— START OF Input for this task —

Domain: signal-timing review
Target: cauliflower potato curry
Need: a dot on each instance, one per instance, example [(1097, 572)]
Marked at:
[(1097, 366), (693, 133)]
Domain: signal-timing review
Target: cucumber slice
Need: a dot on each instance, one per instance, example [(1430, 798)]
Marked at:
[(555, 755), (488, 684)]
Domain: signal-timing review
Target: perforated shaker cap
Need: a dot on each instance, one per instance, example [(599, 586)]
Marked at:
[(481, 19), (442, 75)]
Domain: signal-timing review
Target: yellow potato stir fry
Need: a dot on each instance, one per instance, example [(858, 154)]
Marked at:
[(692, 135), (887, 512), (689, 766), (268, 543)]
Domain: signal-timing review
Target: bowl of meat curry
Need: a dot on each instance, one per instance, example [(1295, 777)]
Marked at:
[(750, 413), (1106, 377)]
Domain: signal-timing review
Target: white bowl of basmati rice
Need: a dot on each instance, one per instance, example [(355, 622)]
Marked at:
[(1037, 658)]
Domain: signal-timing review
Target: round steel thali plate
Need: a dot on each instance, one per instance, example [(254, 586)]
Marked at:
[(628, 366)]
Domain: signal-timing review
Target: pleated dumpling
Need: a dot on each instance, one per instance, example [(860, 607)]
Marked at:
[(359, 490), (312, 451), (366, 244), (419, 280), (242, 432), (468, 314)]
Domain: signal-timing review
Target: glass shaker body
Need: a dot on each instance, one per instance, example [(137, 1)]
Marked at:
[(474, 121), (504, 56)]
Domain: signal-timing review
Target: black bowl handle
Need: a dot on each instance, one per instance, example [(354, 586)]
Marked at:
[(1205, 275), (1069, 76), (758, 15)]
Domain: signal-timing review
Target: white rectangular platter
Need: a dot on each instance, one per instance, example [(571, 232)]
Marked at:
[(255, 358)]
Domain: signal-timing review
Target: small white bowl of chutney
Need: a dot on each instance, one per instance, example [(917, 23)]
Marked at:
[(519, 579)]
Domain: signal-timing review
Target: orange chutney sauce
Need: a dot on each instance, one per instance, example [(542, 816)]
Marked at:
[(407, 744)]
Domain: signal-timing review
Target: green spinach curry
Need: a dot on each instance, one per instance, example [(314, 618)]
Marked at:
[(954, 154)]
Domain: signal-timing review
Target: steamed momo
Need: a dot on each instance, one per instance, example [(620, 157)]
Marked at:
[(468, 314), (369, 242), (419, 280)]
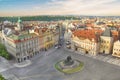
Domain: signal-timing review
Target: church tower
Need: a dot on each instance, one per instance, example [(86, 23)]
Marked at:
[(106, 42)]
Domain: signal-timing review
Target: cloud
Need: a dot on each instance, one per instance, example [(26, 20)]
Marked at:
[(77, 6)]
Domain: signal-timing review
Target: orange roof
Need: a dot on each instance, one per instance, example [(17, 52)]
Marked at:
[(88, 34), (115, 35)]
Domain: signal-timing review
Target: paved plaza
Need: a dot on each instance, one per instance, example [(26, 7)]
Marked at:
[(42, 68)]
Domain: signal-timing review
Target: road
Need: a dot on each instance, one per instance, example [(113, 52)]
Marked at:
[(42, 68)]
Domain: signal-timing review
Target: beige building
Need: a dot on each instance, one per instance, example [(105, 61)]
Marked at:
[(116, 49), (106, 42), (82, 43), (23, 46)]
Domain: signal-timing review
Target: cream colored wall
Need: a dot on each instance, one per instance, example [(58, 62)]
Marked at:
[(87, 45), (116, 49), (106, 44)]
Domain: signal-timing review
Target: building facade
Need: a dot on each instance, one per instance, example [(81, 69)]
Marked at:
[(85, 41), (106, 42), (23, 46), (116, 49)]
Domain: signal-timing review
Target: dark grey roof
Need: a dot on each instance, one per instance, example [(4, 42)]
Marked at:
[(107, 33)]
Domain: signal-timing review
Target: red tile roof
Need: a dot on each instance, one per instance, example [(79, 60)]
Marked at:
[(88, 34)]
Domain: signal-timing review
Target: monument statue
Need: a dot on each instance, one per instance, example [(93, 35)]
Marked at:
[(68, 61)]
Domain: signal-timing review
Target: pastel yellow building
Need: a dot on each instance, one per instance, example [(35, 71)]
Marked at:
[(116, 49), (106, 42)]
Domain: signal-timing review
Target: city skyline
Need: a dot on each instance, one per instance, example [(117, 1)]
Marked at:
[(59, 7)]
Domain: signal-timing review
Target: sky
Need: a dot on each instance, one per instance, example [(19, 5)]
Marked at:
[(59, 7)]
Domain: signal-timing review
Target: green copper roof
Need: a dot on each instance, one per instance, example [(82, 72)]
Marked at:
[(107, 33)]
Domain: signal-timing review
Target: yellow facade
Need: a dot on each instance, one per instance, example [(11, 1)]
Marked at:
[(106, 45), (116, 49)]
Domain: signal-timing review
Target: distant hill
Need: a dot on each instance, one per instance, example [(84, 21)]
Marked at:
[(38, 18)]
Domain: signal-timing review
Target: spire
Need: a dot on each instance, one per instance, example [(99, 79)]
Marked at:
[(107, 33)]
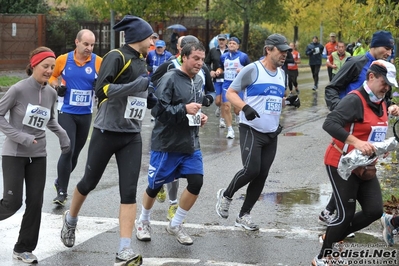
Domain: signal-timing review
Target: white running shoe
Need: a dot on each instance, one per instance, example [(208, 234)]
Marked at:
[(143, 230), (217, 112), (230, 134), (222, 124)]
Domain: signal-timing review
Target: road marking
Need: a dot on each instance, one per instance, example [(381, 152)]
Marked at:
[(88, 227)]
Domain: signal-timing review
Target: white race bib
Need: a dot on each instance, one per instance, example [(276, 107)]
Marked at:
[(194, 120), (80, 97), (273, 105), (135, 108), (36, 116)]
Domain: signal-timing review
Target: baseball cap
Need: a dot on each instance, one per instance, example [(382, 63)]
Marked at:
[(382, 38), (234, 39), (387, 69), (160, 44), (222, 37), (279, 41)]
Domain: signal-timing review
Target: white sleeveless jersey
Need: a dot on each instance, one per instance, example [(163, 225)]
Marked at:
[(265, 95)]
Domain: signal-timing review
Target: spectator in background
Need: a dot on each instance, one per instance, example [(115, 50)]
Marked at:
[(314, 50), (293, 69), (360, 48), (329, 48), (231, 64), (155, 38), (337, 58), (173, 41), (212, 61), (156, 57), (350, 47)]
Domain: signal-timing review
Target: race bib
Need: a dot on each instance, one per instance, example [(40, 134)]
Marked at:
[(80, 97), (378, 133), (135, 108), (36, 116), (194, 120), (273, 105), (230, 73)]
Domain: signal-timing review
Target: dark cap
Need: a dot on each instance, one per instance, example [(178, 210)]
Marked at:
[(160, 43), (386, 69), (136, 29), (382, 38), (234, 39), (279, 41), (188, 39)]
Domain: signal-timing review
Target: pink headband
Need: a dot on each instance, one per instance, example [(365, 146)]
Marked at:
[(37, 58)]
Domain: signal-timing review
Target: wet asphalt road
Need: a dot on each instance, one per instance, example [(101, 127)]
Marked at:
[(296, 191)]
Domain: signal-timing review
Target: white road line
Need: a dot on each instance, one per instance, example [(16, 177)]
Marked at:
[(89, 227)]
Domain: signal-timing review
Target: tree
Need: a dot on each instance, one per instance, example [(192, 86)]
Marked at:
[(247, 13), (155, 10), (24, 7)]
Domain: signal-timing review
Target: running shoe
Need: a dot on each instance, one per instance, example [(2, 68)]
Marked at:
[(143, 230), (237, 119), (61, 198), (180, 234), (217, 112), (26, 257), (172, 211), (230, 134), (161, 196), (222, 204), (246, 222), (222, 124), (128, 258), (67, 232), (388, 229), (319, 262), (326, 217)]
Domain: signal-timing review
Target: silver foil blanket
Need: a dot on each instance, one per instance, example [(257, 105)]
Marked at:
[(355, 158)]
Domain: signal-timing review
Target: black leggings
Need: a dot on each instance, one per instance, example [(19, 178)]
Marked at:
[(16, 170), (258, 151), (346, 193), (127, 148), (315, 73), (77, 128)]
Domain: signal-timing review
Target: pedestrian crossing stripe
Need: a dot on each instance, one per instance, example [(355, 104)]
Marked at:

— END OF Input for this task —

- [Work to do] Count how many lines in the items above contain the string "shaker", matching case exactly, and reply with that number alone.

- [Correct answer] 2